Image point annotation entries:
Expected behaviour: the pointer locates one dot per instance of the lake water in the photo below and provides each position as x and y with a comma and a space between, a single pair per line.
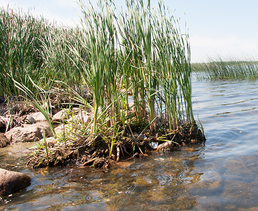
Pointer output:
221, 174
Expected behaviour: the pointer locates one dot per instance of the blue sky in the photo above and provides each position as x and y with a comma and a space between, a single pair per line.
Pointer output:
221, 28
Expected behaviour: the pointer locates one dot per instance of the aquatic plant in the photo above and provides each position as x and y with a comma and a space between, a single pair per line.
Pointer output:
219, 69
135, 63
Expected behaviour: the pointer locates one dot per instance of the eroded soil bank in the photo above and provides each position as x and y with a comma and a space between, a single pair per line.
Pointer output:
98, 152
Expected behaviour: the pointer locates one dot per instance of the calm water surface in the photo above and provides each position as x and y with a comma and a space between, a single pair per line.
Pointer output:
221, 174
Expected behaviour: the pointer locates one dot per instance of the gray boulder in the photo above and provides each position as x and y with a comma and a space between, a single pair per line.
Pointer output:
11, 182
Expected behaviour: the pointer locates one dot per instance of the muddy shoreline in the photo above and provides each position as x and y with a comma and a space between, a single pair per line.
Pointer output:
97, 152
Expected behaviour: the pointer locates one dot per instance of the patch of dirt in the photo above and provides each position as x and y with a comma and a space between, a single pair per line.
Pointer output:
95, 153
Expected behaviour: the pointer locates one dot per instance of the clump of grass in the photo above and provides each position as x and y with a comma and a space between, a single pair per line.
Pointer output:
136, 55
228, 70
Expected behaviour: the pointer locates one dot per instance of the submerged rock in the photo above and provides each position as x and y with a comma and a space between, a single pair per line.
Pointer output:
24, 134
168, 145
11, 182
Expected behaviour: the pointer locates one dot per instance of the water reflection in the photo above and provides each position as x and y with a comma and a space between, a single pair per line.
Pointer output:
220, 175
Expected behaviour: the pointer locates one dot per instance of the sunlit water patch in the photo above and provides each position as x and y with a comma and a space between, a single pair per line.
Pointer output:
221, 174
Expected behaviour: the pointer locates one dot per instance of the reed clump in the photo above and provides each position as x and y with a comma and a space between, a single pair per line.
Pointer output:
219, 69
134, 63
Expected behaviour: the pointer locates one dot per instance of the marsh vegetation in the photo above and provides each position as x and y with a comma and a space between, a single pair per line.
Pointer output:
129, 69
221, 69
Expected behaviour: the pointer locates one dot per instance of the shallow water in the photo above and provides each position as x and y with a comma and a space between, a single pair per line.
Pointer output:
221, 174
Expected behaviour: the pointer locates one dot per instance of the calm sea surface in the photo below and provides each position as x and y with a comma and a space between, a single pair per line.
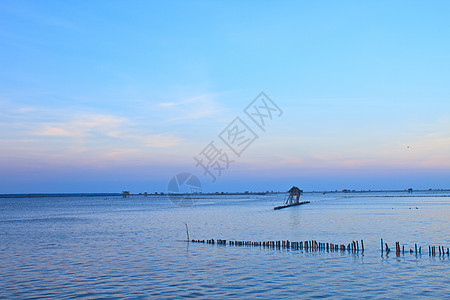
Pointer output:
92, 247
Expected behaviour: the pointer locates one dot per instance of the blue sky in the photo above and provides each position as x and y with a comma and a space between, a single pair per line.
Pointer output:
101, 96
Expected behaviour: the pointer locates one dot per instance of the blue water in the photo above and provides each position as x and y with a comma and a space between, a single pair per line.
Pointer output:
91, 247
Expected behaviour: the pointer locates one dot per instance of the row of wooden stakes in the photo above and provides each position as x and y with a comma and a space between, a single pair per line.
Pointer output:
417, 250
312, 245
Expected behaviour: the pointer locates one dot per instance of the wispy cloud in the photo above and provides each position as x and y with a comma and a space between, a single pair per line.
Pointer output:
203, 106
74, 136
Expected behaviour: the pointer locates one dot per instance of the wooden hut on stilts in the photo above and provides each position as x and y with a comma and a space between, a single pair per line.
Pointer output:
293, 198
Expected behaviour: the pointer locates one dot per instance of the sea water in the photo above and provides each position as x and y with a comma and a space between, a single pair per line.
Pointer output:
97, 247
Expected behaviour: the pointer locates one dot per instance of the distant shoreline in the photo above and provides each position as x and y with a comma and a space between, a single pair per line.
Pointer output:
55, 195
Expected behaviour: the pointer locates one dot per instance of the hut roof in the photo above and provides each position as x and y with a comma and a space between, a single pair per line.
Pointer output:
294, 189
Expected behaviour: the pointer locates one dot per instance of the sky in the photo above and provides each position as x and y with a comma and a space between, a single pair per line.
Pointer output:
105, 96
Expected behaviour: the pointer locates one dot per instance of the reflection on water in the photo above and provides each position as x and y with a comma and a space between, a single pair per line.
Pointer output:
93, 247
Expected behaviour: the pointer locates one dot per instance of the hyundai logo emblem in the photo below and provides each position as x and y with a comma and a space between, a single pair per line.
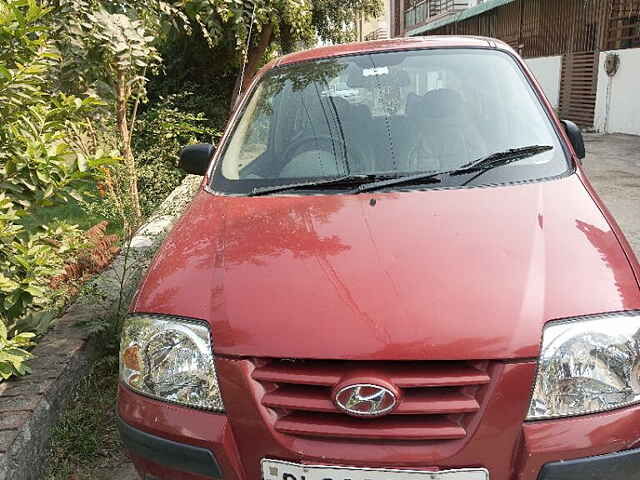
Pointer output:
365, 400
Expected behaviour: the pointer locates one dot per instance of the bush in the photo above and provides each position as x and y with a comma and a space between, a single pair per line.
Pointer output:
42, 164
163, 129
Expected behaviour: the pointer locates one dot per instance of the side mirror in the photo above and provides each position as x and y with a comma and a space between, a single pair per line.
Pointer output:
575, 135
195, 159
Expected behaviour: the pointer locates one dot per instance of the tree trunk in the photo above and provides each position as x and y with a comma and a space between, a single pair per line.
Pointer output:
254, 57
286, 38
125, 138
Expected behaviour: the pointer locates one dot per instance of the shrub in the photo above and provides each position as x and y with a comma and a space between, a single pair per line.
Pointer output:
163, 129
42, 163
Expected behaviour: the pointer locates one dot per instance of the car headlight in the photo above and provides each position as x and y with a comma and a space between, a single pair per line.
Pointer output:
588, 365
170, 359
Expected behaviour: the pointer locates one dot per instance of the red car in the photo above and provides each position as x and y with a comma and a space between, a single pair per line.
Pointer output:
415, 281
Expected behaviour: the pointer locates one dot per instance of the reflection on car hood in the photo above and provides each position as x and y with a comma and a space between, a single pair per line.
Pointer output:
442, 274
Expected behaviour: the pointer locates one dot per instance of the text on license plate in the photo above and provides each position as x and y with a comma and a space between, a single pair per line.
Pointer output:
279, 470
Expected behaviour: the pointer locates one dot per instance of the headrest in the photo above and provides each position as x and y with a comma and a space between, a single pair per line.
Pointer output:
442, 102
394, 78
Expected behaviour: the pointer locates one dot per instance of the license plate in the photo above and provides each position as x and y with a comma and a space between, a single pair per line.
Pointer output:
279, 470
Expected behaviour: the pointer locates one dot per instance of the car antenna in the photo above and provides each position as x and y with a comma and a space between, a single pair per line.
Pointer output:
246, 52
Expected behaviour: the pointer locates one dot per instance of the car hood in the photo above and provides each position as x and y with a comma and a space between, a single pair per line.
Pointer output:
440, 274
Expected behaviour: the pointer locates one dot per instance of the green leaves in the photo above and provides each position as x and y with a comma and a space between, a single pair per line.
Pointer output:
13, 353
43, 162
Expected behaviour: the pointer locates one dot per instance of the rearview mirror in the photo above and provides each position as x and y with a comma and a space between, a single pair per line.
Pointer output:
195, 159
575, 135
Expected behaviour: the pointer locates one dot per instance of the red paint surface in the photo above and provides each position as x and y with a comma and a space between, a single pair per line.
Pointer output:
443, 274
436, 275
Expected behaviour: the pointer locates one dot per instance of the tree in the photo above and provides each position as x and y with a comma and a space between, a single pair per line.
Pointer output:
127, 54
40, 165
282, 24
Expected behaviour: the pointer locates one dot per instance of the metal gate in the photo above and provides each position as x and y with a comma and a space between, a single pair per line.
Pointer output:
578, 85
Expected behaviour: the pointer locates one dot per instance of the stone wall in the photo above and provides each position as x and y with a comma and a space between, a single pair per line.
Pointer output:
31, 406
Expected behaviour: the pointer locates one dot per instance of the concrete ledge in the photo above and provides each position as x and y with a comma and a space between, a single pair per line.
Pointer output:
30, 406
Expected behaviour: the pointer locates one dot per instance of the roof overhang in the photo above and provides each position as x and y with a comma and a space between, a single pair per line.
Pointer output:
458, 17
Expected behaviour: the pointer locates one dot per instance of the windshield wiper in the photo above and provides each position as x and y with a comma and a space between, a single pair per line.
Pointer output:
347, 180
505, 157
481, 165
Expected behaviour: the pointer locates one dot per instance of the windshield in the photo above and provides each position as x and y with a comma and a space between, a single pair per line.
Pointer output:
388, 114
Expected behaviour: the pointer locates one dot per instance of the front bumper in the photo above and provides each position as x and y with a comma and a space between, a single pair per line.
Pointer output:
616, 466
508, 448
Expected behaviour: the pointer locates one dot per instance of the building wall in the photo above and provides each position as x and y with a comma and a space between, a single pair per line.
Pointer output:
547, 71
618, 98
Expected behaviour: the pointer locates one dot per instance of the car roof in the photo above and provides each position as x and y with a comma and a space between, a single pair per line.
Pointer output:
409, 43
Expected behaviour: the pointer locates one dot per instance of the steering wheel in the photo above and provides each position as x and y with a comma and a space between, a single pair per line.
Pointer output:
355, 158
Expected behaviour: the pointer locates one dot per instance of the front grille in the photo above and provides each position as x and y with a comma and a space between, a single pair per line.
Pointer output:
439, 399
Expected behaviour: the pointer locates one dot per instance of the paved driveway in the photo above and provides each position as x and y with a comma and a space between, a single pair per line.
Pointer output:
613, 166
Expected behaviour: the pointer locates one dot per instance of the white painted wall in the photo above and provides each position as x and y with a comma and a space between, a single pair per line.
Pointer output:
618, 97
547, 71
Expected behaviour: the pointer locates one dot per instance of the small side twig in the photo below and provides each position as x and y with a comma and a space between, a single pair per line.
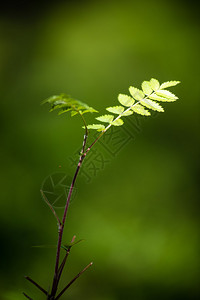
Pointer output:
50, 206
72, 281
36, 284
27, 296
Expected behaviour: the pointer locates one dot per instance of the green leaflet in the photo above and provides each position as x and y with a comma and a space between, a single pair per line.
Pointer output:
136, 93
154, 84
115, 109
158, 98
139, 109
166, 94
65, 103
126, 100
105, 118
151, 92
118, 122
98, 127
152, 105
168, 84
127, 113
146, 87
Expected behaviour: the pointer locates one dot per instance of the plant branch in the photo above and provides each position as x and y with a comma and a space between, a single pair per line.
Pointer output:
64, 261
61, 227
27, 296
51, 207
72, 281
36, 284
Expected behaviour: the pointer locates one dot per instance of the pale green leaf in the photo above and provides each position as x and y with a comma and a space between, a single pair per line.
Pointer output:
98, 127
118, 122
126, 100
105, 118
139, 109
154, 84
136, 93
65, 103
146, 87
152, 105
168, 84
127, 113
73, 113
115, 109
166, 94
158, 98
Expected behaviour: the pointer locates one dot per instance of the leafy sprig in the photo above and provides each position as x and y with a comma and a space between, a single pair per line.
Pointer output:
140, 102
64, 103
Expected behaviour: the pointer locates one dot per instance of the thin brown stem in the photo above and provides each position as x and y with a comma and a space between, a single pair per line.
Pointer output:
36, 284
72, 281
27, 296
51, 207
61, 227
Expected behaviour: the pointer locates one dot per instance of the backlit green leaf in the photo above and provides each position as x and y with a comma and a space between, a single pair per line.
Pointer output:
166, 94
139, 109
65, 103
136, 93
127, 113
158, 98
168, 84
115, 109
118, 122
126, 100
98, 127
152, 105
154, 84
146, 87
105, 118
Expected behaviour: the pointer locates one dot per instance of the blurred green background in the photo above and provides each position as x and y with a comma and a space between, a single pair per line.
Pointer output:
138, 213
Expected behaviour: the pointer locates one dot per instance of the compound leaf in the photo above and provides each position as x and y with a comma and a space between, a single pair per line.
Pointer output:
136, 93
105, 118
154, 84
146, 87
116, 109
152, 105
126, 100
168, 84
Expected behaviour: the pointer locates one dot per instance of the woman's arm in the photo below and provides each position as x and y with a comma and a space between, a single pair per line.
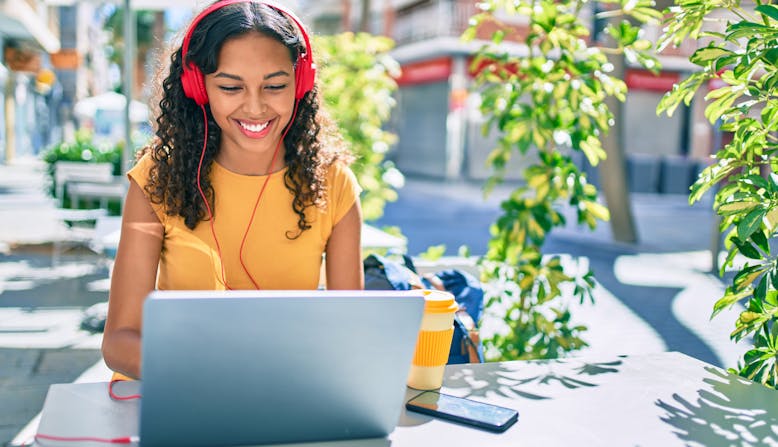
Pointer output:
344, 252
134, 276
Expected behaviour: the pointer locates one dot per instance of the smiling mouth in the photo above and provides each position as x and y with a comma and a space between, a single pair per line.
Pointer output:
254, 127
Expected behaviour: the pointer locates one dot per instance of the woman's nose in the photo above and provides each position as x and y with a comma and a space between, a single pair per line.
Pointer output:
255, 103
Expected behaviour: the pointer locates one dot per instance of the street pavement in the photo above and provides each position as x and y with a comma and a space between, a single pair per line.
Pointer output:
655, 295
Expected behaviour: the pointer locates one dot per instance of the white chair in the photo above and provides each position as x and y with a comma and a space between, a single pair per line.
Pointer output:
69, 173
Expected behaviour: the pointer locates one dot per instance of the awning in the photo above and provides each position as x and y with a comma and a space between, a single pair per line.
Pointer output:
18, 20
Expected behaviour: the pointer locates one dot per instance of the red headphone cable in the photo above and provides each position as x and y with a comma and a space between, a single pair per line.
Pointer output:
256, 203
121, 440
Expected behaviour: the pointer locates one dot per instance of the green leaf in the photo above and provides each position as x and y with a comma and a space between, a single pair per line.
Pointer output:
771, 57
750, 223
768, 10
728, 300
703, 56
760, 240
746, 249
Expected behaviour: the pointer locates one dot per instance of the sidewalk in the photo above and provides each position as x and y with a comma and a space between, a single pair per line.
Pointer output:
652, 296
655, 295
42, 298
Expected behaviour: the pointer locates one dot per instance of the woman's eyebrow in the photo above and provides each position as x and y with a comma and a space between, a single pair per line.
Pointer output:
238, 78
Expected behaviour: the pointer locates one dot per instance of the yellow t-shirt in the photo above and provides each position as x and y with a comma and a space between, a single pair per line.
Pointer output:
190, 259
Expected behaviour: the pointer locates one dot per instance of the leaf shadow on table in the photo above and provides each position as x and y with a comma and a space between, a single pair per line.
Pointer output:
735, 411
534, 380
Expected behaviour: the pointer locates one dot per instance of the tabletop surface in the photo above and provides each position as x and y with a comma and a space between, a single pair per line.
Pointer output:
664, 399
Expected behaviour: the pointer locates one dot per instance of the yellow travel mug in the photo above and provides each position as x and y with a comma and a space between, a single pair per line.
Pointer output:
434, 342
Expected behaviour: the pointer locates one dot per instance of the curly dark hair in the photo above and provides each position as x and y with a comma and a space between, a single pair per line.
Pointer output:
312, 145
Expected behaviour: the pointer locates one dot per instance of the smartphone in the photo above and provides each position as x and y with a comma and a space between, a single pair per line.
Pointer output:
466, 411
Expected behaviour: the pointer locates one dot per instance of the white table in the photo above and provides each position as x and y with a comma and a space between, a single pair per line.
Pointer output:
108, 231
666, 399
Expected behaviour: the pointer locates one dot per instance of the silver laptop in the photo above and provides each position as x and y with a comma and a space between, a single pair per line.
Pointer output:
263, 367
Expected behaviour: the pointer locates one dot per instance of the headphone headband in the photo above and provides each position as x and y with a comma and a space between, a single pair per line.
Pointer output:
192, 79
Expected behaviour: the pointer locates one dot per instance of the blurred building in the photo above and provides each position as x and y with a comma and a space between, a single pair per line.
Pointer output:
28, 35
437, 119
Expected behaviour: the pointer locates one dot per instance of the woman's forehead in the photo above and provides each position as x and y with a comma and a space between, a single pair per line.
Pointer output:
253, 51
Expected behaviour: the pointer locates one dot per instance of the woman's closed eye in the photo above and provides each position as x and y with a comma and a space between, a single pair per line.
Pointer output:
231, 88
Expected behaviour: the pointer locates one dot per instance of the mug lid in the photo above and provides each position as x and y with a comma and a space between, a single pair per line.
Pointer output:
439, 302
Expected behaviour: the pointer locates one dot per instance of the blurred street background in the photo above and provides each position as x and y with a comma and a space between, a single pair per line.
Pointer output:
65, 66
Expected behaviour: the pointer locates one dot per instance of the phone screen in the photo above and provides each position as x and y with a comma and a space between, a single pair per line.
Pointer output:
463, 410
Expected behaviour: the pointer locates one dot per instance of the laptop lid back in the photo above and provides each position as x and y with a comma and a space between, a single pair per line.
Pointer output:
250, 367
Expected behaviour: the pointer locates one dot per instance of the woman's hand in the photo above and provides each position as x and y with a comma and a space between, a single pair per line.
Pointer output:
134, 277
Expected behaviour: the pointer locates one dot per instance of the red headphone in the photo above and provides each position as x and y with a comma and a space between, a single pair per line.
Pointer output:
193, 80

▶ BRIEF
Using the material above, reproduce exactly the line that contains "the woman's hand" and all lines after it through the last one, and only those.

▶ FULL OUTPUT
Expected behaviour: the pointer locates one dot per instance of the woman's hand in the photo above and provides each position as x and y with a comma and a space between, a single pair per line.
Pointer output:
134, 277
Expected behaviour: the pointer locates one dot per instance of the red headphone in the photo above and provides each position as x and y with a comma and a space between, a single pair per line.
Pointer output:
193, 80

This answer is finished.